## SOURCE PASSAGE

====

2. Pursuant to the terms of the Management Services Agreement, JCIV has
employed Xxxxxxxx to serve as the Chief Executive Officer and President of JCM.
3. The term of the Management Services Agreement expires on April 30,
2001.
4. JCM, Xxxxxxxx and JCIV wish to accelerate the termination date
specified in the Management Services Agreement and enter into this Agreement
whereby, among other things, Xxxxxxxx will provide transition services to or
through JCIV.
AGREEMENT:
1. AMENDMENT OF MANAGEMENT SERVICES AGREEMENT. JCIV, Xxxxxxxx and JCM
hereby agree that that Section 1 of the Management Services Agreement shall be,
and hereby is, amended and restated to read in full as follows:
"1. Engagement. The Company hereby retains Executive for the
period commencing on the Effective Date and continuing through March 15,
2001, subject to termination as provided under Section 4 below.

====

(Named object pointing entries)
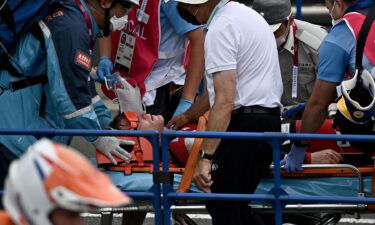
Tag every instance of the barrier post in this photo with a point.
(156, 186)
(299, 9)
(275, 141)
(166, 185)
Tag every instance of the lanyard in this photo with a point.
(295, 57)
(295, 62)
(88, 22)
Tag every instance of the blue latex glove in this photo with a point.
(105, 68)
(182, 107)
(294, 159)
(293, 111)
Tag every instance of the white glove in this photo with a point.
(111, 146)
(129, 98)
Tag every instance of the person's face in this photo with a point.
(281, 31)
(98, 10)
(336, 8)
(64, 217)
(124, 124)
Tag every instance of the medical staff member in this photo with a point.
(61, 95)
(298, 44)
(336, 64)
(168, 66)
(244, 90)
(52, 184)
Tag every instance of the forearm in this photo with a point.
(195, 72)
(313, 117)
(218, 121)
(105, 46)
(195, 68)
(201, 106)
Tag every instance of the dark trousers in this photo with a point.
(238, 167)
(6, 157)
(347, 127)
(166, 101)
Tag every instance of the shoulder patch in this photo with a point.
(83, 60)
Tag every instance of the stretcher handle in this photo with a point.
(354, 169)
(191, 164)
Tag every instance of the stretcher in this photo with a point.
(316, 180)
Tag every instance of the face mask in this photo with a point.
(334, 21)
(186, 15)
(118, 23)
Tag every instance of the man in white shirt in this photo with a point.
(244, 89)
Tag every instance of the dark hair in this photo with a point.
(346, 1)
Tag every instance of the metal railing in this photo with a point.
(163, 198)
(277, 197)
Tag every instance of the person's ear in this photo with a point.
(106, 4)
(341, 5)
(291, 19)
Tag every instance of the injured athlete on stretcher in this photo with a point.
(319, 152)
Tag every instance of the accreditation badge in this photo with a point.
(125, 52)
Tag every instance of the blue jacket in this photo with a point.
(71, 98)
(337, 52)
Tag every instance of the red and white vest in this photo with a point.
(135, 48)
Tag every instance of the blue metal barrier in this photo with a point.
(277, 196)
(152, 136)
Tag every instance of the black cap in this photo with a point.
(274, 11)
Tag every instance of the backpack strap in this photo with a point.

====

## OBJECTIVES
1. Give the rows from the line with "Tag every instance of the person's ear" through the end of the rows as a JSON list of strings, one string per line, with blank lines left out.
2. Continue the passage on amending the Management Services Agreement from where it stops.

## RESPONSES
1.
[
  "Tag every instance of the person's ear in this photo with a point.",
  "(106, 4)",
  "(341, 5)",
  "(291, 19)",
  "Tag every instance of the injured athlete on stretcher in this photo with a point.",
  "(319, 152)",
  "Tag every instance of the accreditation badge in this photo with a point.",
  "(125, 52)",
  "Tag every instance of the blue jacket in this photo with a point.",
  "(71, 98)",
  "(337, 52)",
  "Tag every instance of the red and white vest in this photo with a point.",
  "(135, 48)",
  "Tag every instance of the blue metal barrier in this photo with a point.",
  "(277, 196)",
  "(152, 136)",
  "Tag every instance of the black cap in this photo with a point.",
  "(274, 11)",
  "Tag every instance of the backpack strap in this photo with a point."
]

2.
Executive accepts such engagement."
2. RESIGNATION OF XXXXXXXX AS AN OFFICER OF JCM. Effective as of 5:00
p.m., Pacific time, on the date of this Agreement, Xxxxxxxx hereby resigns as
(i) the President, Chief Executive Officer, Chief Financial Officer, Secretary
and tax matters partner of JCM, (ii) a member of the Board of Managers of JCM,
and (iii) a trustee of the trust created under the JCM 401(k) Retirement Plan.
Effective as of 5:00 p.m., Pacific time, on the date of this Agreement, Xxxxxxxx
hereby also resigns from all other officer, director, manager, partner or
trustee positions that he may have or may be deemed to have with JCM, IRM
Corporation or any affiliates (including trusts) or subsidiaries of JCM or IRM
Corporation.
3. NO FURTHER COMPENSATION OBLIGATIONS UNDER THE MANAGEMENT SERVICES
AGREEMENT. JCIV and Xxxxxxxx hereby agree and acknowledge that all compensation
payable to JCIV pursuant to Section 3(a) of the Management Services Agreement
for all periods up to and including the date of this Agreement has been paid in
full to JCIV and no further amounts shall be payable to JCIV or Xxxxxxxx
pursuant to Section 3(a) of the Management Services Agreement.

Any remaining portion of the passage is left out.